▶ **WHAT YOU WILL DO**
**a.** In the patent claims, what does claim 19 say the signal transmitter is affixed to?
**b.** Retype every line of the records below exactly, leaving the pictures out of your answer.

▶ **PAGE EXTRACT**
+ + +

10. The apparatus of claim 9, further comprising:
a shaft rotatably secured to said bit for rotating said bit;
said one or more sensors being mounted so as to be axially moveable substantially in concert with said shaft and said bit.
11. The apparatus of claim 9, further comprising:
a housing annularly disposed with respect to said shaft, said one or more sensors being affixed to said housing.
12. The apparatus of claim 11, wherein:
said first downhole signal transmitter is affixed to said housing.
13. A method of signalling within a borehole having therein a drill string with a drill bit at a lower end thereof, said drill bit being powered by a downhole drilling motor within said drill string, said downhole drilling motor including a power assembly, said method comprising:
rotating said drill bit with said downhole drilling motor at a bit rotation speed in revolutions per minute with respect to said borehole;
supporting at least one signal transmitter at a location below said power assembly of said downhole drilling motor such that said at least one signal transmitter does not rotate at said bit rotation speed;
detecting a downhole parameter with at least one sensor; and
transmitting a signal representative of said detected downhole parameter with said at least one signal transmitter.
14. The method of claim 13, wherein said step of supporting said at least one signal transmitter further comprises:
supporting said at least one signal transmitter such that said at least one signal transmitter moves axially substantially in concert with said drill bit.
15. The method of claim 13, further comprising:
relaying said signal representative of said detected downhole parameter from a lower downhole position above said power assembly of said downhole drilling motor to a surface location.
16. The method of claim 13, wherein said step of transmitting further comprises:
transmitting from a position below said power assembly of said downhole drilling motor to a position above said power assembly of said downhole drilling motor.
17. The method of claim 13, wherein said step of supporting further comprises:
supporting said at least one sensor such that it does not rotate at said bit rotation speed.
18. The method of claim 13, further comprising:
transmitting said signal representative of said detected downhole parameter from said at least one signal transmitter to a second signal transmitter at a position above said power assembly of said downhole drilling motor.
19. The method of claim 13, wherein said step of supporting further comprises:
affixing said at least one signal transmitter to a housing of said downhole drilling motor.

+ + +

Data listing
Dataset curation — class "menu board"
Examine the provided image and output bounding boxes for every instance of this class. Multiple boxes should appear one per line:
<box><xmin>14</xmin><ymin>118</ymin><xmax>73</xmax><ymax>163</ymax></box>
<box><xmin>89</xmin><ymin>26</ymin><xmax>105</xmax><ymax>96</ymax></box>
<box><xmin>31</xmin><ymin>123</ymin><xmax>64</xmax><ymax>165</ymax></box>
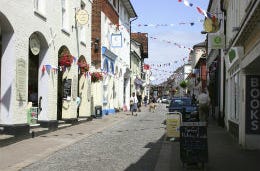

+ + +

▶ **ANSWERS TO THE PROBLEMS**
**a.** A housing of the downhole drilling motor.

**b.**
Dataset curation — class "menu board"
Examine the provided image and output bounding boxes for every instance of this class. Multiple boxes should appear one per line:
<box><xmin>14</xmin><ymin>118</ymin><xmax>73</xmax><ymax>163</ymax></box>
<box><xmin>89</xmin><ymin>26</ymin><xmax>105</xmax><ymax>96</ymax></box>
<box><xmin>31</xmin><ymin>123</ymin><xmax>64</xmax><ymax>165</ymax></box>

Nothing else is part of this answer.